§ **ENTRIES PROVIDED**:
— BEGIN —

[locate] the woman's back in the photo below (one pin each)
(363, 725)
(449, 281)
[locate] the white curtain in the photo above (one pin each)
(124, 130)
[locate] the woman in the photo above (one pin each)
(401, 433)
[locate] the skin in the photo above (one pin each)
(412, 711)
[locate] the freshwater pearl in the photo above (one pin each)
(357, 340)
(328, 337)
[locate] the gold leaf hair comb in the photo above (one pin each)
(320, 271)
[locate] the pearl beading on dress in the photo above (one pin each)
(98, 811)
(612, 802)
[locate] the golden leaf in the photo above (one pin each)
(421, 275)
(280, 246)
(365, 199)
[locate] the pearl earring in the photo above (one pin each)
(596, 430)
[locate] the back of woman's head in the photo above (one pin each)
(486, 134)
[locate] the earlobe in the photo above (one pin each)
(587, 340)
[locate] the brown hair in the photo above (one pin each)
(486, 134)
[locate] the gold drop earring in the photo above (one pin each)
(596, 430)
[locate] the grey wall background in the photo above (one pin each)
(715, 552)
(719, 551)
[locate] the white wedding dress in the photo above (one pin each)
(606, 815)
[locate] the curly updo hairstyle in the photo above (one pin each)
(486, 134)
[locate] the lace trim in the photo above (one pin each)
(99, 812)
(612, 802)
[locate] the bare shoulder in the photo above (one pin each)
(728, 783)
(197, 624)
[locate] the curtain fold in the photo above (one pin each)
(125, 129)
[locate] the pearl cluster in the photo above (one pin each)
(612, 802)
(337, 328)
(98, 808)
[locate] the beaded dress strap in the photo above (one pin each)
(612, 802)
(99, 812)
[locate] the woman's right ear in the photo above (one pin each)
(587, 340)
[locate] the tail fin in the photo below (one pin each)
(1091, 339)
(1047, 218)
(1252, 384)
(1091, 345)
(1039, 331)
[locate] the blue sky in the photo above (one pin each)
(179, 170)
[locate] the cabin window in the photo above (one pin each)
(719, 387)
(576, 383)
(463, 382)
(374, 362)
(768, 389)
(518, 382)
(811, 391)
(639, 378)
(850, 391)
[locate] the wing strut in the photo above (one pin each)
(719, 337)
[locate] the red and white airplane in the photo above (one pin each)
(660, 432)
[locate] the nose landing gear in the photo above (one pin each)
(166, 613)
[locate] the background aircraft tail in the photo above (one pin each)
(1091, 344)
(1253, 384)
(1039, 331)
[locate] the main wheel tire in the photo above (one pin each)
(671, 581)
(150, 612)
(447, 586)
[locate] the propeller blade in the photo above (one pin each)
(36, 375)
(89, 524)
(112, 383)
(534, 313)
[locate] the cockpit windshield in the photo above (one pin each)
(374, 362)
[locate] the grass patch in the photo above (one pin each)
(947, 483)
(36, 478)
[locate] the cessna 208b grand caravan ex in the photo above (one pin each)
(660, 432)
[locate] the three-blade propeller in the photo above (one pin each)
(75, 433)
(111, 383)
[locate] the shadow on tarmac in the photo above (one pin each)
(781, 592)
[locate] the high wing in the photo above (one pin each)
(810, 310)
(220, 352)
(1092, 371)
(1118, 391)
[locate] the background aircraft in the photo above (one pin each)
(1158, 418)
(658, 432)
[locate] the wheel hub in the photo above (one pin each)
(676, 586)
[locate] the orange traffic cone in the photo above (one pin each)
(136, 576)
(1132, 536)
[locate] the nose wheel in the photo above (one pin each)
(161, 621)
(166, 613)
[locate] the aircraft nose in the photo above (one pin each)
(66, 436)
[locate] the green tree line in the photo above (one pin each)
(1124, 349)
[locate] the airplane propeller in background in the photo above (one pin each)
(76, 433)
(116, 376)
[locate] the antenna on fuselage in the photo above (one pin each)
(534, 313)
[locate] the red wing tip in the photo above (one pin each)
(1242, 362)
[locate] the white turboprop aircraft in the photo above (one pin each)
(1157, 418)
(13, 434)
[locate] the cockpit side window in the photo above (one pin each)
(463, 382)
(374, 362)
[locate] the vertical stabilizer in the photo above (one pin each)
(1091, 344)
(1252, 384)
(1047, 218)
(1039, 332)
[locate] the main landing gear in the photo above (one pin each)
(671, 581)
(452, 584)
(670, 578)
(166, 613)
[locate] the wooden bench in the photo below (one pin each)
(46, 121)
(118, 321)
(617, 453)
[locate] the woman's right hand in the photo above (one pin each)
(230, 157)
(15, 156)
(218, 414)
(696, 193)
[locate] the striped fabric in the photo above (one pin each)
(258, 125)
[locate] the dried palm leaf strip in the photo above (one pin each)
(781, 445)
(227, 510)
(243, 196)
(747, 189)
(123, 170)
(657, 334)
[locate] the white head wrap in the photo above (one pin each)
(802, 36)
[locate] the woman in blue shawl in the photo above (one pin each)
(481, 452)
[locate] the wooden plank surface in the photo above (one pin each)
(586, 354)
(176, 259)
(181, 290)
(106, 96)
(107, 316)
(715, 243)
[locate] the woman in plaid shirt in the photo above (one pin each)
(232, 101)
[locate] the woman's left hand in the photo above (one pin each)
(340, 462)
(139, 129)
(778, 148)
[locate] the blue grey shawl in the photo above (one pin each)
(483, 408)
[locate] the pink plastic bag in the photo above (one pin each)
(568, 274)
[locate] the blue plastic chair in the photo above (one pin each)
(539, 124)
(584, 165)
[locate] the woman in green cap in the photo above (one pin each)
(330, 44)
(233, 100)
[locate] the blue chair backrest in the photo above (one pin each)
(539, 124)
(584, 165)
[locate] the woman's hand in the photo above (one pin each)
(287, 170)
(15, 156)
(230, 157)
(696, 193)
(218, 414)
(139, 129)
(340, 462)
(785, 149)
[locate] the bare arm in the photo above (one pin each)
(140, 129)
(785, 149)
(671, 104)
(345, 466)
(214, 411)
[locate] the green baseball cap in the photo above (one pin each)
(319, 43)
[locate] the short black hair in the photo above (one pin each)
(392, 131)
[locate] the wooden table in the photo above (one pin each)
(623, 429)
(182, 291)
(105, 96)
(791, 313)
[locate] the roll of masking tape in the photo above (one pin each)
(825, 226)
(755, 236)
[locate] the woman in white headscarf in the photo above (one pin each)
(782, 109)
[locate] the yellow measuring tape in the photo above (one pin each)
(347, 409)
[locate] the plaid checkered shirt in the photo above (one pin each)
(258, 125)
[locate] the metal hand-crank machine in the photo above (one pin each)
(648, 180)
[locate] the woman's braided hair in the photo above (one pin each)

— END —

§ **WRITTEN REQUEST**: Every entry should be output exactly as written, please.

§ **EXERCISE SOLUTION**:
[locate] the woman's back in the photo below (one pin each)
(363, 725)
(449, 281)
[locate] the white curtain in the photo above (one pin each)
(124, 130)
[locate] the woman in the photo above (one pin each)
(401, 433)
[locate] the skin in the photo above (one pin each)
(412, 711)
[locate] the freshwater pearl in the photo above (one pin each)
(357, 340)
(328, 337)
[locate] the gold leaf hair comb in the photo above (one pin each)
(320, 271)
[locate] the pearl beading on dress in the photo above (one pin each)
(98, 811)
(612, 802)
[locate] the golden leaf in the photo above (one pin each)
(421, 275)
(280, 246)
(365, 199)
[locate] the pearl earring in the photo above (one pin each)
(596, 430)
[locate] the back of woman's head in the photo above (one pin each)
(486, 134)
[locate] the earlobe in the photo above (one pin each)
(587, 340)
[locate] the brown hair in the photo above (one pin each)
(486, 134)
[locate] the gold drop earring in the photo above (one pin each)
(596, 430)
[locate] the grey wall background in the photo above (one pin each)
(715, 552)
(719, 551)
[locate] the white wedding dress in the photo above (one pin each)
(606, 815)
[locate] the curly updo hairstyle in the photo above (one pin each)
(486, 134)
[locate] the lace trim in the photo above (one pin each)
(99, 812)
(612, 802)
[locate] the bare shoulder in the photo above (one pin each)
(728, 783)
(197, 624)
[locate] the curtain fold in the photo above (one pin each)
(125, 129)
[locate] the pearl cluster in the photo above (one pin each)
(612, 802)
(337, 328)
(98, 808)
[locate] the beaded dress strap in the photo above (one pin each)
(612, 802)
(99, 812)
[locate] the woman's right ear in the photo above (one pin each)
(587, 340)
[locate] the tail fin in the photo below (one pin each)
(1091, 339)
(1047, 218)
(1252, 384)
(1091, 345)
(1039, 331)
[locate] the blue sky in the photo above (one pin each)
(179, 170)
[locate] the cabin window in the photo above (one pin each)
(719, 387)
(576, 383)
(463, 382)
(374, 362)
(768, 389)
(518, 382)
(811, 391)
(639, 378)
(850, 391)
[locate] the wing strut in the photo above (one pin each)
(719, 337)
[locate] the red and white airplane in the photo above (one pin each)
(660, 432)
[locate] the nose landing gear in the photo above (one pin each)
(166, 613)
[locate] the background aircraft tail in the photo above (one pin each)
(1091, 344)
(1253, 384)
(1039, 331)
[locate] the main wheel tire in the photo above (one pin each)
(671, 581)
(150, 612)
(447, 586)
[locate] the propeller blade in the photo above (one pin each)
(36, 375)
(89, 524)
(112, 383)
(534, 313)
[locate] the cockpit windshield in the photo above (one pin each)
(374, 362)
[locate] the grass patch in the photo above (one pin each)
(947, 483)
(36, 478)
[locate] the cessna 208b grand caravan ex in the photo above (one pin each)
(660, 432)
[locate] the three-blade propeller in the photo above (one pin each)
(75, 433)
(111, 383)
[locate] the shadow on tarmac in the photo above (one pin each)
(781, 592)
[locate] the high wing in the photo above (one pin each)
(810, 310)
(220, 352)
(1092, 371)
(1118, 391)
[locate] the background aircraft in the photo above (one pin each)
(1158, 418)
(658, 432)
[locate] the wheel hub in the photo above (one pin each)
(676, 586)
[locate] the orange traffic cone in the photo above (one pin each)
(136, 576)
(1132, 536)
[locate] the nose wheel in the photo above (one pin each)
(161, 621)
(166, 613)
[locate] the aircraft nose in the photo above (one pin each)
(66, 436)
[locate] the green tree line in the photo above (one pin each)
(1124, 349)
[locate] the airplane propeller in background in the photo above (one pin each)
(76, 433)
(116, 376)
[locate] the antenna on fuselage in the photo above (one pin each)
(534, 313)
[locate] the red wing tip in the photo above (one pin each)
(1242, 362)
[locate] the white turboprop aircraft in the photo above (one pin each)
(1157, 418)
(13, 434)
[locate] the cockpit side window in the photo above (one pin each)
(463, 382)
(374, 362)
[locate] the vertical stabilizer in the photo above (one pin each)
(1091, 344)
(1252, 384)
(1047, 218)
(1039, 332)
[locate] the main landing gear in the photo above (one pin each)
(671, 581)
(452, 584)
(670, 578)
(166, 613)
[locate] the wooden bench in the photo below (one pin each)
(46, 121)
(118, 321)
(617, 453)
[locate] the woman's right hand in the photo above (one pin each)
(230, 157)
(15, 156)
(218, 414)
(696, 193)
[locate] the striped fabric in the photo above (one pin each)
(258, 125)
[locate] the dried palm leaf strip in the photo above (one pin each)
(781, 445)
(227, 510)
(243, 196)
(747, 189)
(123, 170)
(657, 334)
[locate] the white head wrap in the photo above (one pin each)
(802, 36)
[locate] the woman in blue shawl in the photo above (one pin each)
(481, 452)
[locate] the wooden plank surface in the photo above (one pin each)
(586, 354)
(176, 259)
(181, 290)
(106, 96)
(107, 316)
(715, 243)
[locate] the woman in plaid shirt in the photo above (one pin each)
(232, 101)
[locate] the woman's left hand in the photo above (one pin each)
(340, 462)
(139, 129)
(778, 148)
[locate] the blue grey shawl in the photo above (one pin each)
(483, 408)
[locate] the pink plastic bag in the photo above (one pin each)
(568, 274)
[locate] the blue plastic chair in the photo above (one pin each)
(539, 124)
(584, 165)
[locate] the woman in green cap in the photo above (one pin each)
(330, 44)
(233, 100)
[locate] the blue chair backrest in the photo above (one pin each)
(539, 124)
(584, 165)
[locate] the woman's hand in the photo above (one pin each)
(287, 170)
(15, 156)
(230, 157)
(696, 193)
(218, 414)
(139, 129)
(340, 462)
(785, 149)
[locate] the bare arm in the photo above (one pin each)
(140, 129)
(785, 149)
(671, 104)
(345, 466)
(214, 411)
[locate] the green baseball cap in the photo above (one pin each)
(319, 43)
[locate] the short black hair in the photo above (one pin each)
(392, 131)
[locate] the wooden table in the photo above (one pin each)
(623, 429)
(182, 291)
(105, 96)
(791, 313)
[locate] the roll of masking tape in the photo above (one pin each)
(825, 226)
(755, 236)
[locate] the woman in white headscarf in the photo above (one pin each)
(782, 109)
[locate] the yellow measuring tape in the photo above (one pin each)
(347, 409)
[locate] the plaid checkered shirt in the photo above (one pin each)
(258, 125)
[locate] the metal hand-crank machine in the photo above (one pin each)
(648, 180)
[locate] the woman's braided hair in the photo above (one pin each)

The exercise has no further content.